-- Material supplied follows --

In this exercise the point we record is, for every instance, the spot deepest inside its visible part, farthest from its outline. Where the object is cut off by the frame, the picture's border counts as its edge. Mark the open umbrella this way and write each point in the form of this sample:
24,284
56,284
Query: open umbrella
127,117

-- Material supplied concluded --

_Problem to solve_.
Please transcribe the material above in full, keeping every character intact.

_Answer to this problem_.
In this exercise the point we record is, for every instance, the spot deepest inside its visible part, farthest from its outline. Where the object is cut off by the frame, the picture's border counts as its edge. Mark the open umbrella this way and write each point in the form of this sample:
24,284
56,284
Query: open umbrella
127,117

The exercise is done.